STATED TASK: Present only the lines below, from the line containing "on the blurred" through the line containing "point(230, 325)", both included, as a numbered list, omitting any blank lines.

GIVEN DATA:
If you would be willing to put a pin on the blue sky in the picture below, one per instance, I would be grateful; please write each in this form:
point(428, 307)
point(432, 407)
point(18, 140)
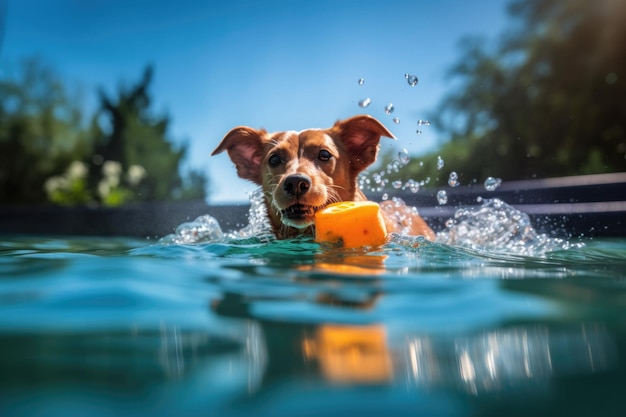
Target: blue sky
point(279, 65)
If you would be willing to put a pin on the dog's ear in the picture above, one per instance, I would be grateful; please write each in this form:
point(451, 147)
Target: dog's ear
point(360, 136)
point(245, 148)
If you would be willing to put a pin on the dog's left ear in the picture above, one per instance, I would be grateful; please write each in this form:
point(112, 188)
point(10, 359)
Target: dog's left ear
point(360, 136)
point(245, 149)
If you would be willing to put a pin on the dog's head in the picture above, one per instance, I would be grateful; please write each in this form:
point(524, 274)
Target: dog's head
point(302, 172)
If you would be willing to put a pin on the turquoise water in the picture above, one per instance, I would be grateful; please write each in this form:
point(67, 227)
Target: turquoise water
point(236, 326)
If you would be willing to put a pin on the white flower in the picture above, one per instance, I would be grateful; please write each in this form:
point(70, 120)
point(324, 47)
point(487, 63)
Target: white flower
point(135, 174)
point(104, 188)
point(55, 183)
point(112, 169)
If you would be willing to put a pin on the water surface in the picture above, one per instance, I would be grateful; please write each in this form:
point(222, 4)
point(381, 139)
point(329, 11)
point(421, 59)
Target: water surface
point(250, 326)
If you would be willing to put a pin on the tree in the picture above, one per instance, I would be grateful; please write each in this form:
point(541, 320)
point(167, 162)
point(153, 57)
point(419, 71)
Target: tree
point(547, 101)
point(41, 131)
point(136, 137)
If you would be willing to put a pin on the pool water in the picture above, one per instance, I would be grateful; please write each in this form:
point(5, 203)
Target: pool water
point(235, 325)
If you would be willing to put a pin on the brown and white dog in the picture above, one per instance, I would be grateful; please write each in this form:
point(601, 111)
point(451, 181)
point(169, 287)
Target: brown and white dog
point(302, 172)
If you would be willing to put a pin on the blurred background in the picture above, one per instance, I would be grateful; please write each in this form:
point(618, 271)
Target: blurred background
point(106, 103)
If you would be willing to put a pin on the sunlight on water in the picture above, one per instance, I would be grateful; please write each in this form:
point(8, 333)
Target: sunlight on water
point(411, 79)
point(498, 226)
point(365, 102)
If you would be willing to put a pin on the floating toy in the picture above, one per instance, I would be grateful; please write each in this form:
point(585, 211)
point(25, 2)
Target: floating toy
point(351, 223)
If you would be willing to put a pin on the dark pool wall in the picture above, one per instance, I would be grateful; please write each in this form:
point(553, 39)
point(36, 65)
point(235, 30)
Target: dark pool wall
point(589, 205)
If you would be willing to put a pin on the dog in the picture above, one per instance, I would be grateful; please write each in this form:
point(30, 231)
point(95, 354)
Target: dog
point(303, 172)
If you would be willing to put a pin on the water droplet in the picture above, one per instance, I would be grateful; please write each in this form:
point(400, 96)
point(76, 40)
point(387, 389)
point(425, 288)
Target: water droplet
point(439, 163)
point(453, 179)
point(442, 197)
point(492, 183)
point(413, 186)
point(411, 79)
point(365, 102)
point(403, 156)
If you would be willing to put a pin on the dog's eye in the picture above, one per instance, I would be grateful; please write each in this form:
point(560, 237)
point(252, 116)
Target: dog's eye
point(324, 155)
point(274, 160)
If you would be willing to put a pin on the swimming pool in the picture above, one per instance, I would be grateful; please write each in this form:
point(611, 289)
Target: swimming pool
point(230, 325)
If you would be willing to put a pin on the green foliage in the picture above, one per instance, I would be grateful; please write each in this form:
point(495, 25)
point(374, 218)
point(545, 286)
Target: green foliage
point(548, 101)
point(47, 153)
point(40, 131)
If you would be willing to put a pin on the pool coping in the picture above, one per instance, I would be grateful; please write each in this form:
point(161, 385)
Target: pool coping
point(586, 205)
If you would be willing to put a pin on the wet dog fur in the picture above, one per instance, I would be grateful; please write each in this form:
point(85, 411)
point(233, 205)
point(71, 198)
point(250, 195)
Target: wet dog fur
point(302, 172)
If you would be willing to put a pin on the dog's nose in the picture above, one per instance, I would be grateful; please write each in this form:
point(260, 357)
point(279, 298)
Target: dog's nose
point(297, 184)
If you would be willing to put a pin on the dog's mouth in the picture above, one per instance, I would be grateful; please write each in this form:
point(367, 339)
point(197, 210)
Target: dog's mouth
point(300, 214)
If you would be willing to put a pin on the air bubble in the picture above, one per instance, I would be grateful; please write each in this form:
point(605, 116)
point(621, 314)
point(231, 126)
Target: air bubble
point(442, 197)
point(439, 163)
point(492, 183)
point(453, 179)
point(403, 156)
point(365, 102)
point(412, 80)
point(413, 186)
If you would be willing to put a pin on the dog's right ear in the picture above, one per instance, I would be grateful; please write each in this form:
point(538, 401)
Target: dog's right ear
point(245, 148)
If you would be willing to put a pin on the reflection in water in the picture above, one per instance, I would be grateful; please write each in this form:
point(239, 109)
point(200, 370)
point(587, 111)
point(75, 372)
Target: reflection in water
point(502, 359)
point(350, 354)
point(492, 361)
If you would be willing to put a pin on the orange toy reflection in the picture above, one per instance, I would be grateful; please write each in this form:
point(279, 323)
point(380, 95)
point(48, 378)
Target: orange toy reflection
point(349, 354)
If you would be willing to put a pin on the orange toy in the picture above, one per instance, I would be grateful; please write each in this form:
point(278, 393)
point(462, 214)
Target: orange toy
point(354, 223)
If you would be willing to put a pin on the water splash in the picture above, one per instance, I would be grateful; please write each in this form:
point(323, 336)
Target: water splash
point(492, 183)
point(442, 197)
point(206, 229)
point(413, 186)
point(453, 179)
point(203, 229)
point(412, 80)
point(258, 221)
point(404, 157)
point(497, 226)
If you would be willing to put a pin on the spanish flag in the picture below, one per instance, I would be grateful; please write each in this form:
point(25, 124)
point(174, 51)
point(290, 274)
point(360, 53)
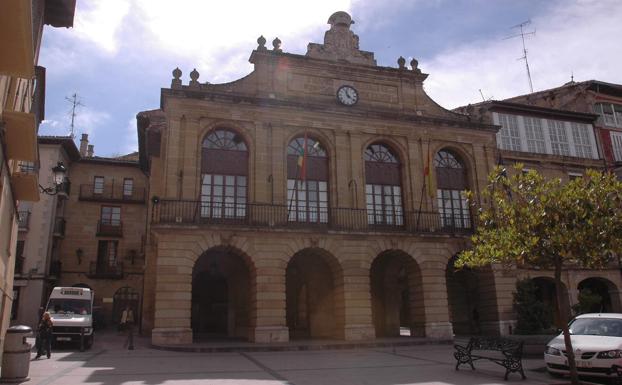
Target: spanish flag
point(426, 173)
point(302, 160)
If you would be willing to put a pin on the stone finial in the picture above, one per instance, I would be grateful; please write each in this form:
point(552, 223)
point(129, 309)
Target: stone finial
point(340, 18)
point(276, 44)
point(176, 82)
point(401, 62)
point(414, 65)
point(194, 77)
point(261, 43)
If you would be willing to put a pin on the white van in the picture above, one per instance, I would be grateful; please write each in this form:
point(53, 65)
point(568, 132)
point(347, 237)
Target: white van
point(71, 309)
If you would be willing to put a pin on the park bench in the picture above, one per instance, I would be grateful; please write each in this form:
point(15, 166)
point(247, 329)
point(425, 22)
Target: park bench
point(502, 351)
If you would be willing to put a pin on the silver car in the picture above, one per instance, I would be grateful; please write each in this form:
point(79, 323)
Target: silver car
point(597, 343)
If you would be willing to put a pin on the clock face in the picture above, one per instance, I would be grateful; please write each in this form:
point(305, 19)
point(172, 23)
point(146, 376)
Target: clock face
point(347, 95)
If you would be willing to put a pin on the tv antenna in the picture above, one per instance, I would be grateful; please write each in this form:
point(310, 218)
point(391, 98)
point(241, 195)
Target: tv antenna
point(74, 104)
point(522, 35)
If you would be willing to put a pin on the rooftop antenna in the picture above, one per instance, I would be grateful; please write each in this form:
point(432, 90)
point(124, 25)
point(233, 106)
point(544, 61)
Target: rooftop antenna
point(483, 98)
point(74, 103)
point(522, 34)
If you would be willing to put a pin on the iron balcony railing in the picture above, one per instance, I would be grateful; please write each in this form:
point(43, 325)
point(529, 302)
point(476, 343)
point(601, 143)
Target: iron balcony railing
point(23, 220)
point(111, 193)
point(110, 228)
point(59, 227)
point(105, 271)
point(181, 212)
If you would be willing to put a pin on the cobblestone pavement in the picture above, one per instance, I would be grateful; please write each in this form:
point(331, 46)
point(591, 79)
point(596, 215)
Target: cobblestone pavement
point(108, 363)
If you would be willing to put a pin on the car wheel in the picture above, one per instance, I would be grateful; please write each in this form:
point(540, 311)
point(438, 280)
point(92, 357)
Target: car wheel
point(556, 375)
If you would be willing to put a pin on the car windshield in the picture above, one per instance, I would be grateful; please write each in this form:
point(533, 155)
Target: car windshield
point(69, 306)
point(597, 327)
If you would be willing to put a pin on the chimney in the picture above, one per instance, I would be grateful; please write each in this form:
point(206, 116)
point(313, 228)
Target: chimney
point(84, 142)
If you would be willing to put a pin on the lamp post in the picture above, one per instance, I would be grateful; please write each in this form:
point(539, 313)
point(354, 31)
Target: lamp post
point(59, 178)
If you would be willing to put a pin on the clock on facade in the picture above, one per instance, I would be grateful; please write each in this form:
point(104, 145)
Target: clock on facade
point(347, 95)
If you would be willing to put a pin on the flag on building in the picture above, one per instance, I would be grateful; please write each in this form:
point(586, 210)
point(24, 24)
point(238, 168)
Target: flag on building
point(302, 159)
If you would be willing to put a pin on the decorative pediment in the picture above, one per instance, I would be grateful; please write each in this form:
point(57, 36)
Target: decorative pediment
point(340, 44)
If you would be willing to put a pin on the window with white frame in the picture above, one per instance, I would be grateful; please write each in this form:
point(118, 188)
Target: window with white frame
point(559, 139)
point(535, 135)
point(510, 134)
point(581, 138)
point(616, 143)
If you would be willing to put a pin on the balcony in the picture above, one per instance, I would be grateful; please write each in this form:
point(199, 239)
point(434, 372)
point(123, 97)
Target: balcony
point(105, 271)
point(23, 220)
point(55, 268)
point(63, 189)
point(25, 181)
point(59, 227)
point(177, 212)
point(19, 265)
point(111, 193)
point(109, 229)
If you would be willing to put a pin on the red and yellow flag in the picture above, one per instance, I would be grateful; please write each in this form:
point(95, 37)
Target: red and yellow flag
point(302, 159)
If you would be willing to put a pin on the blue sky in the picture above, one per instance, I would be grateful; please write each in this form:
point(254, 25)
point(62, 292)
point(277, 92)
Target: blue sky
point(121, 52)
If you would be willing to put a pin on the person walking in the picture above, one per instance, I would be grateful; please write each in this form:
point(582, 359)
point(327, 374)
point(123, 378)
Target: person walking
point(44, 335)
point(127, 320)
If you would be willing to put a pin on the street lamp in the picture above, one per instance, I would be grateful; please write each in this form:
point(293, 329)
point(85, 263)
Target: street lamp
point(59, 177)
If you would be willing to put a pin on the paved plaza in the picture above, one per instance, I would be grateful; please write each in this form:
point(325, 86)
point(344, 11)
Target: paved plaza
point(108, 363)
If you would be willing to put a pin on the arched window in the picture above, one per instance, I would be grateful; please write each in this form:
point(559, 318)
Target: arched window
point(307, 181)
point(451, 185)
point(383, 187)
point(224, 175)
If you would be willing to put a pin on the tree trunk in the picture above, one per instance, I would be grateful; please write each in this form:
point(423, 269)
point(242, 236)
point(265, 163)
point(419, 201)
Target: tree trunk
point(562, 312)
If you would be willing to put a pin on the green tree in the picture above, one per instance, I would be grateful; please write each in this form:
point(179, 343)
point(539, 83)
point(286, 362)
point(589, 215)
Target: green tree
point(532, 315)
point(530, 221)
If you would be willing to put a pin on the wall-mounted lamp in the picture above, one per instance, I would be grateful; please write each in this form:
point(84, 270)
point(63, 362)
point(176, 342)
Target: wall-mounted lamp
point(59, 172)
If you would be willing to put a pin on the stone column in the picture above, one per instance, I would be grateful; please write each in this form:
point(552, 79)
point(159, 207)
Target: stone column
point(173, 295)
point(269, 297)
point(436, 323)
point(357, 299)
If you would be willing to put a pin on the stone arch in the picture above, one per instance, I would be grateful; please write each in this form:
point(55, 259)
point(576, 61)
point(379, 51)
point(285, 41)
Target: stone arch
point(396, 295)
point(314, 295)
point(223, 298)
point(452, 180)
point(125, 296)
point(547, 294)
point(463, 293)
point(606, 290)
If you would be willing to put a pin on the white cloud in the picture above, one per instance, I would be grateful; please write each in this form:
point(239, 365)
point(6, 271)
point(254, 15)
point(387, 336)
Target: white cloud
point(99, 21)
point(579, 37)
point(87, 121)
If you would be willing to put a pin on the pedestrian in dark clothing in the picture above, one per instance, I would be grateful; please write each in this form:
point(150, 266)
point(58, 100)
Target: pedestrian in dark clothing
point(44, 335)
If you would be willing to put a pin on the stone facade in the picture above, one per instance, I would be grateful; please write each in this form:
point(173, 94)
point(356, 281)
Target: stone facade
point(103, 244)
point(343, 277)
point(22, 100)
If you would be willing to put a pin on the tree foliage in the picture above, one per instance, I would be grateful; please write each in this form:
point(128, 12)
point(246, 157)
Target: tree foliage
point(536, 222)
point(530, 221)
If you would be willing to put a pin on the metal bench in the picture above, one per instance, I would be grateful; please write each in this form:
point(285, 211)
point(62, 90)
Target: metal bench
point(502, 351)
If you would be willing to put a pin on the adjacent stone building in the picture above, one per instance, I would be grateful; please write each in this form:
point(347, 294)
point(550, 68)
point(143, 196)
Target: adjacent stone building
point(103, 243)
point(558, 144)
point(41, 230)
point(22, 105)
point(320, 196)
point(591, 96)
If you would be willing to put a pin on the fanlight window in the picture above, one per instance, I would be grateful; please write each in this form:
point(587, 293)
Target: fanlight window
point(224, 173)
point(307, 181)
point(383, 190)
point(450, 194)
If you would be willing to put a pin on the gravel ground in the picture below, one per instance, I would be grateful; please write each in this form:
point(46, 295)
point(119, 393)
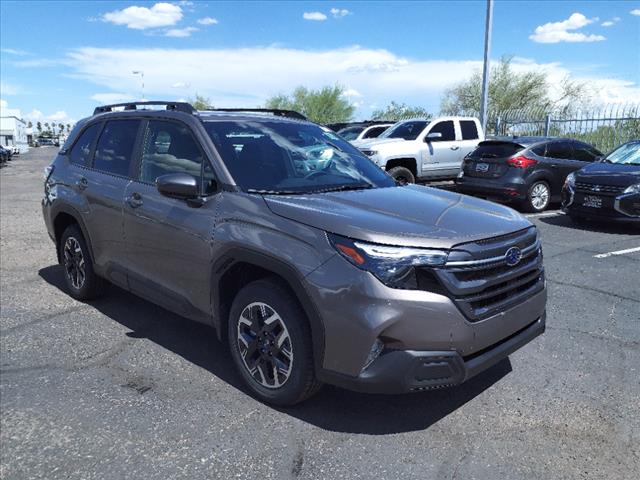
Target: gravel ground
point(119, 388)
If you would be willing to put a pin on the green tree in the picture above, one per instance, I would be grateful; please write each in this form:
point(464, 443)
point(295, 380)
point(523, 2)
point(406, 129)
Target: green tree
point(399, 111)
point(510, 90)
point(201, 103)
point(326, 105)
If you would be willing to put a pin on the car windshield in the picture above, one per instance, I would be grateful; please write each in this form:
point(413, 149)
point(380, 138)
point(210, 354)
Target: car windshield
point(627, 154)
point(406, 130)
point(350, 133)
point(284, 157)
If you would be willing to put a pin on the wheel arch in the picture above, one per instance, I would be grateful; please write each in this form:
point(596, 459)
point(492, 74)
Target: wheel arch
point(239, 261)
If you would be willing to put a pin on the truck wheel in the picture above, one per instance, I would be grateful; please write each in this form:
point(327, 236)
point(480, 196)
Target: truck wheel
point(402, 175)
point(81, 280)
point(538, 197)
point(270, 343)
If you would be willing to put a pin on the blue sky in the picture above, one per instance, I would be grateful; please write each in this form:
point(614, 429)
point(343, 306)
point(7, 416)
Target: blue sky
point(61, 59)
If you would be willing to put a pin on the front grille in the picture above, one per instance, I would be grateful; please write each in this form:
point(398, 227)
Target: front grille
point(484, 284)
point(597, 188)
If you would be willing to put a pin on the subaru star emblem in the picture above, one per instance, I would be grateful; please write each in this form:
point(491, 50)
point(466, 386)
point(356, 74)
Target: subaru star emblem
point(513, 256)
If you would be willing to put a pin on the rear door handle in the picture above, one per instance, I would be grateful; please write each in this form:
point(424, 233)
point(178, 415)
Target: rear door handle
point(134, 200)
point(82, 183)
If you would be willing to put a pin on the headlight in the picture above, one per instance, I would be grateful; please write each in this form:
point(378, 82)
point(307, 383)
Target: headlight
point(570, 181)
point(393, 266)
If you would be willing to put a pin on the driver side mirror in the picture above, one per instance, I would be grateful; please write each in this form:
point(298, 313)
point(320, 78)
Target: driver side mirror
point(178, 185)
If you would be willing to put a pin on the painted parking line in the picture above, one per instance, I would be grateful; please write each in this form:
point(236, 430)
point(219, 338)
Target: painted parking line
point(619, 252)
point(544, 214)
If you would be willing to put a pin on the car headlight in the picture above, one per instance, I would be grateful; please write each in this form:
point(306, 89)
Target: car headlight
point(393, 266)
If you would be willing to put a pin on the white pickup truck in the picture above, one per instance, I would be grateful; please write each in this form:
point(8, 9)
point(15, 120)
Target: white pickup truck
point(428, 149)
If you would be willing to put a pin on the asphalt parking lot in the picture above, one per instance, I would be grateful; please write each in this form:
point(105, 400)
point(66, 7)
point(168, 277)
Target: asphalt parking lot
point(119, 388)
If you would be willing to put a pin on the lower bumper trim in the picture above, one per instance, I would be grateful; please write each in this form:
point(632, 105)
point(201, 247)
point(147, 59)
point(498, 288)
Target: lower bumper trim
point(401, 371)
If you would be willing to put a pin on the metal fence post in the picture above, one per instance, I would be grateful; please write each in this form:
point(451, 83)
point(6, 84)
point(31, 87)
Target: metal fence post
point(547, 125)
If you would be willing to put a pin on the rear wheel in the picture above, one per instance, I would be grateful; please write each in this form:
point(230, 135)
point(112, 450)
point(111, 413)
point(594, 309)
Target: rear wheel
point(402, 175)
point(538, 197)
point(81, 280)
point(270, 342)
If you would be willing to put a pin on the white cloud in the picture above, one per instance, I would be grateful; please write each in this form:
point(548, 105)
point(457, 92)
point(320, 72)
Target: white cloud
point(339, 12)
point(14, 51)
point(180, 32)
point(251, 75)
point(112, 97)
point(556, 32)
point(140, 18)
point(317, 16)
point(610, 23)
point(208, 21)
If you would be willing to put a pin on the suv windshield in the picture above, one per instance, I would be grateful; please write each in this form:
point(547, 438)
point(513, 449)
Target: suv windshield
point(272, 156)
point(627, 154)
point(350, 133)
point(406, 130)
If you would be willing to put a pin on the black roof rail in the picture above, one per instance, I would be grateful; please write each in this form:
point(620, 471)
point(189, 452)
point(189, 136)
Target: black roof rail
point(177, 106)
point(274, 111)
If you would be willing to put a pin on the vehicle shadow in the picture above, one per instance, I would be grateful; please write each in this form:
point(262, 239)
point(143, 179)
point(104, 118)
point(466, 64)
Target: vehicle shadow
point(599, 226)
point(331, 409)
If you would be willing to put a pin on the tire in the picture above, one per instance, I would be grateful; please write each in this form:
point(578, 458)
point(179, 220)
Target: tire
point(256, 345)
point(82, 282)
point(538, 197)
point(402, 175)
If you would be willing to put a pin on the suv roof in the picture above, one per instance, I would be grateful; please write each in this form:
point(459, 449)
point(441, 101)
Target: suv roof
point(186, 107)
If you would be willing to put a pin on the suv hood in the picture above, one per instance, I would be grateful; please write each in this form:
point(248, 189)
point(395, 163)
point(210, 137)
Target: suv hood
point(609, 174)
point(412, 215)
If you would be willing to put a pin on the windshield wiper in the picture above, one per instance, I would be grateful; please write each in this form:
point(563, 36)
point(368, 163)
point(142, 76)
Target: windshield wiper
point(343, 188)
point(274, 192)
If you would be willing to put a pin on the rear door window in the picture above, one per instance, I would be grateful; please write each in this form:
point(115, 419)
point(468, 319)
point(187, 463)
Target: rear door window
point(115, 147)
point(446, 128)
point(495, 150)
point(469, 130)
point(560, 150)
point(81, 151)
point(585, 152)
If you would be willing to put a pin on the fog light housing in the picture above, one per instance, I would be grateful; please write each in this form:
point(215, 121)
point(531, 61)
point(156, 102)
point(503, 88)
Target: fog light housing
point(376, 350)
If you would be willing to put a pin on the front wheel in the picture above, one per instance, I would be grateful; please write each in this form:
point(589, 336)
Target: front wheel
point(402, 175)
point(538, 197)
point(270, 343)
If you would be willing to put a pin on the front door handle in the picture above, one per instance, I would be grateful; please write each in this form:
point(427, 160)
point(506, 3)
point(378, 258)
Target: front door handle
point(134, 200)
point(82, 183)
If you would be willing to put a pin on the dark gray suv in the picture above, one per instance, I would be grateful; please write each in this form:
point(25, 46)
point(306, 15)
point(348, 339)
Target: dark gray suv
point(301, 253)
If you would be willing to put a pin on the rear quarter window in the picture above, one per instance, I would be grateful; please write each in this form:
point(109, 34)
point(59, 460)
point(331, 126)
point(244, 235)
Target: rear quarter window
point(496, 150)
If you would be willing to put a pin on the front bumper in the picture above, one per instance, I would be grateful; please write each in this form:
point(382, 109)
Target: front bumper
point(619, 208)
point(402, 371)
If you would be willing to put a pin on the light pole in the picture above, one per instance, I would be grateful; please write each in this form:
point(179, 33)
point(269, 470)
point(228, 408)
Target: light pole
point(485, 66)
point(141, 73)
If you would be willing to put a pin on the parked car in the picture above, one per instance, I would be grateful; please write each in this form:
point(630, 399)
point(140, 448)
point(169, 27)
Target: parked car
point(426, 149)
point(333, 275)
point(528, 171)
point(363, 131)
point(608, 189)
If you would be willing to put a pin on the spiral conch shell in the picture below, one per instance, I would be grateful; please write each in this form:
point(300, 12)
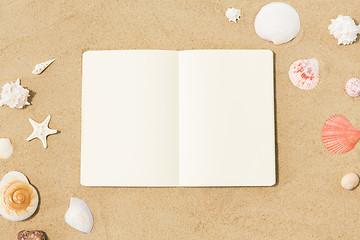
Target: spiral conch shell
point(18, 199)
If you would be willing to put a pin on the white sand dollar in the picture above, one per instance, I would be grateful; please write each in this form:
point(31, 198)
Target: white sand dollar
point(277, 22)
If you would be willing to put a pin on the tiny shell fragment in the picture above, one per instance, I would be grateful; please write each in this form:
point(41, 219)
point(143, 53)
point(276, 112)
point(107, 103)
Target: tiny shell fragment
point(350, 181)
point(304, 73)
point(14, 95)
point(233, 14)
point(352, 87)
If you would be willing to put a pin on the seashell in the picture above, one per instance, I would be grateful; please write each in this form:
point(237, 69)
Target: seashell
point(350, 181)
point(79, 216)
point(352, 87)
point(344, 29)
point(304, 73)
point(233, 14)
point(277, 22)
point(39, 68)
point(339, 135)
point(18, 199)
point(6, 148)
point(31, 235)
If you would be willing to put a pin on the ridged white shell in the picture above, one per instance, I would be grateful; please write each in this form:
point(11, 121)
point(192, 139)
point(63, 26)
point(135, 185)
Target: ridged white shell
point(79, 216)
point(16, 183)
point(277, 22)
point(6, 148)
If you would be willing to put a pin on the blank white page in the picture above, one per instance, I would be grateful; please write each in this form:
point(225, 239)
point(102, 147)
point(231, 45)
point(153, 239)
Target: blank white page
point(129, 118)
point(226, 118)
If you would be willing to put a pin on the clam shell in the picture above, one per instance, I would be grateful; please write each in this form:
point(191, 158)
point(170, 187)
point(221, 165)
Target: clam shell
point(6, 148)
point(39, 68)
point(18, 199)
point(79, 216)
point(339, 135)
point(352, 87)
point(304, 73)
point(277, 22)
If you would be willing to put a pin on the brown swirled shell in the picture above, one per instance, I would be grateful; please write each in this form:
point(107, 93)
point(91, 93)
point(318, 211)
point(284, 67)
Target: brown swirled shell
point(18, 199)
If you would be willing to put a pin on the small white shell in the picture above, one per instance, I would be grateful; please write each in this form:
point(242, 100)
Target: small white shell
point(79, 216)
point(39, 68)
point(277, 22)
point(352, 87)
point(350, 181)
point(18, 199)
point(6, 148)
point(14, 95)
point(344, 29)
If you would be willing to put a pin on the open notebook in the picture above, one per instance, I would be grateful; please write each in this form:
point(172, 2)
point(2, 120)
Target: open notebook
point(178, 118)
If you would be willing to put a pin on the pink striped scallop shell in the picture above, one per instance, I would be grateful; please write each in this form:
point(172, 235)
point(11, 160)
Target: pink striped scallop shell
point(339, 135)
point(304, 73)
point(352, 87)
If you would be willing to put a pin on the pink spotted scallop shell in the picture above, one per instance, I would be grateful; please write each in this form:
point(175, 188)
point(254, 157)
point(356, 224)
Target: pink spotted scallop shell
point(304, 73)
point(352, 87)
point(339, 135)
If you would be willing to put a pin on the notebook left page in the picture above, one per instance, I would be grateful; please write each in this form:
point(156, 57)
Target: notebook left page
point(129, 132)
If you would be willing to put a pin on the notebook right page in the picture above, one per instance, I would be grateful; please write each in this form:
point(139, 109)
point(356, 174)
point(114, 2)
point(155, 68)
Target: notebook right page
point(226, 118)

REPLY:
1. If you would be willing to put a pin on the blurred background in the picture above, one per instance, I would be grateful; please write each in this form:
2. point(618, 271)
3. Target: blurred background
4. point(106, 103)
5. If you would be willing to put a pin on the sunlight on water in the picture above, one per instance, I would be grateful; please write each in this form:
6. point(8, 333)
7. Target: sunlight on water
8. point(411, 79)
9. point(498, 226)
10. point(365, 102)
11. If you would be willing to put a pin on the floating toy in the picture above, one per instance, I would be grateful; please write each in this form:
12. point(585, 211)
13. point(25, 2)
14. Target: floating toy
15. point(351, 223)
16. If you would be willing to put a pin on the dark pool wall in the picture above, one per instance, I would be grateful; please write each in this form:
17. point(553, 39)
18. point(36, 65)
19. point(235, 30)
20. Target: dark pool wall
21. point(589, 205)
22. If you would be willing to put a pin on the dog in the picture above, one per instance, I would be grateful; please write each in this form:
23. point(30, 231)
24. point(95, 354)
25. Target: dog
26. point(303, 172)
27. If you would be willing to put a pin on the water droplet in the picture above, one per instance, I would be grateful; please write each in this form:
28. point(400, 96)
29. point(76, 40)
30. point(387, 389)
31. point(425, 288)
32. Target: water droplet
33. point(439, 163)
34. point(453, 179)
35. point(442, 197)
36. point(492, 183)
37. point(413, 186)
38. point(411, 79)
39. point(365, 102)
40. point(403, 156)
41. If you would be willing to put a pin on the dog's eye in the picture above, one per instance, I would be grateful; please write each in this form:
42. point(560, 237)
43. point(252, 116)
44. Target: dog's eye
45. point(324, 155)
46. point(274, 160)
47. If you would be willing to put a pin on the swimming pool in the picture above, one per instance, I would be grateful; please write each in this form:
48. point(611, 289)
49. Target: swimming pool
50. point(230, 325)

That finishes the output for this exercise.